*TASK STATEMENT:* Find each line in the rows below that contains the word "left" and copy it.

─── PROVIDED ENTRIES ───

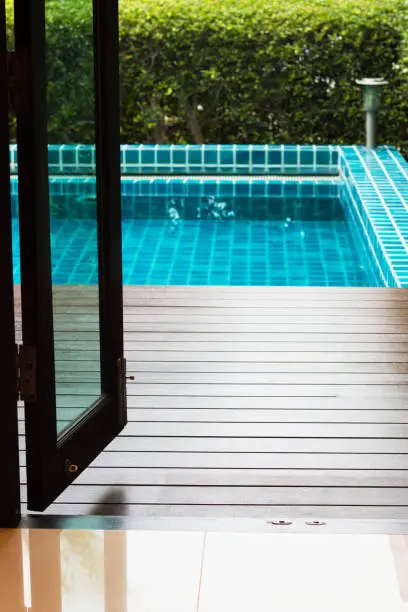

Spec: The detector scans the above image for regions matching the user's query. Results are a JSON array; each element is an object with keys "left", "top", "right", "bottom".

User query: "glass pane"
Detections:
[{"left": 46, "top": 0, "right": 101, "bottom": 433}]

───
─── PROVIDED ENTRIES ───

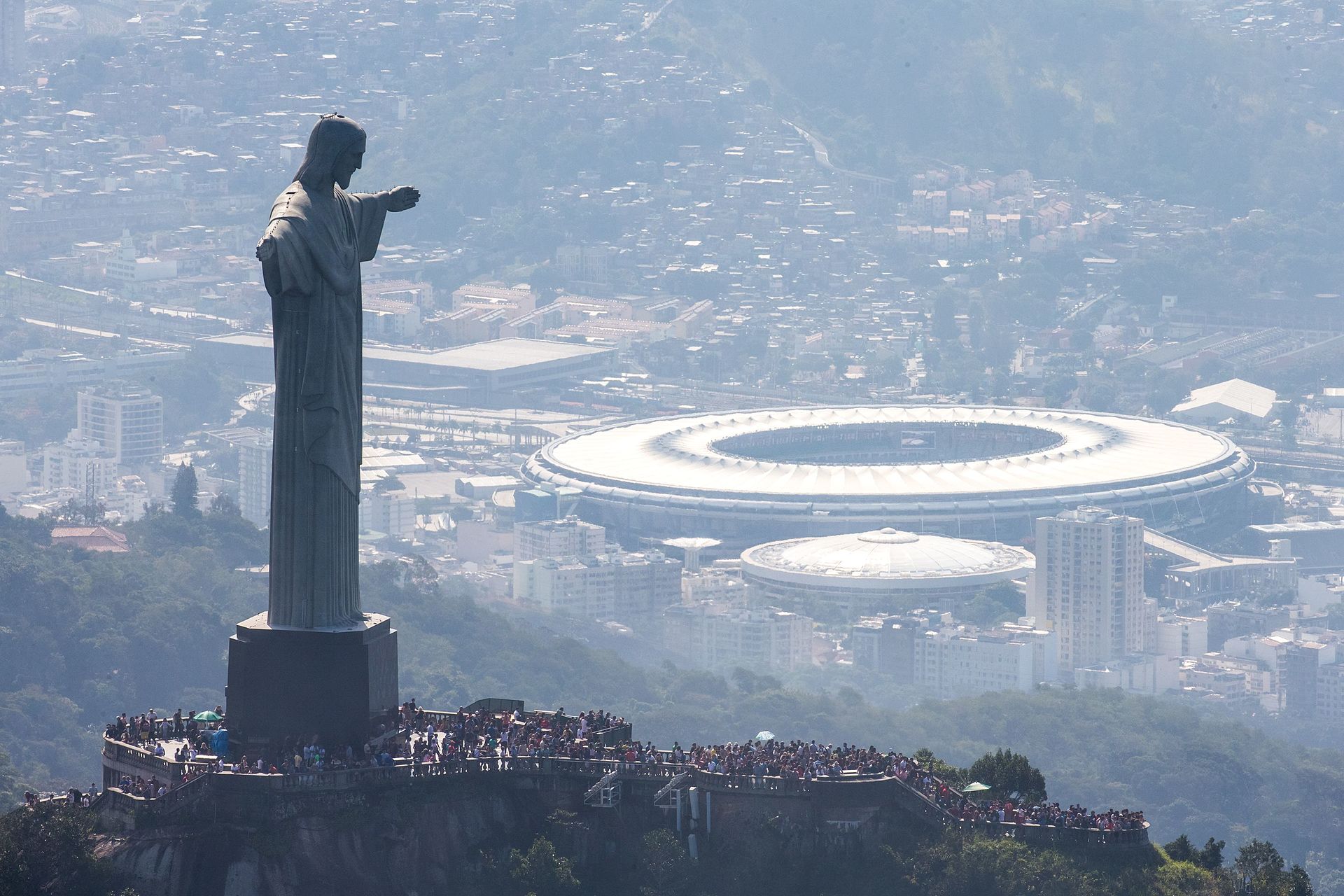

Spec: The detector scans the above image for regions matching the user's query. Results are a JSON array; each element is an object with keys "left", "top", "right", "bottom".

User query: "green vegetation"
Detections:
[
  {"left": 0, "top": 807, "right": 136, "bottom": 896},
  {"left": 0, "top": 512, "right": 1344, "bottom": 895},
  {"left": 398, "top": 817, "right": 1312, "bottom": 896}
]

───

*SOLVED PROBLEM:*
Spec: The detector scans the above image for regions matching the user's query. Results are a JSON array; each element is an object with keys "left", "top", "right", "bottom".
[{"left": 46, "top": 0, "right": 101, "bottom": 433}]
Spec: The detector scans the above image for regions matching the user's query. Results are a JSON array; each element is an object with keys "left", "top", "right", "bottom".
  {"left": 0, "top": 807, "right": 136, "bottom": 896},
  {"left": 0, "top": 512, "right": 1344, "bottom": 895},
  {"left": 398, "top": 817, "right": 1312, "bottom": 896}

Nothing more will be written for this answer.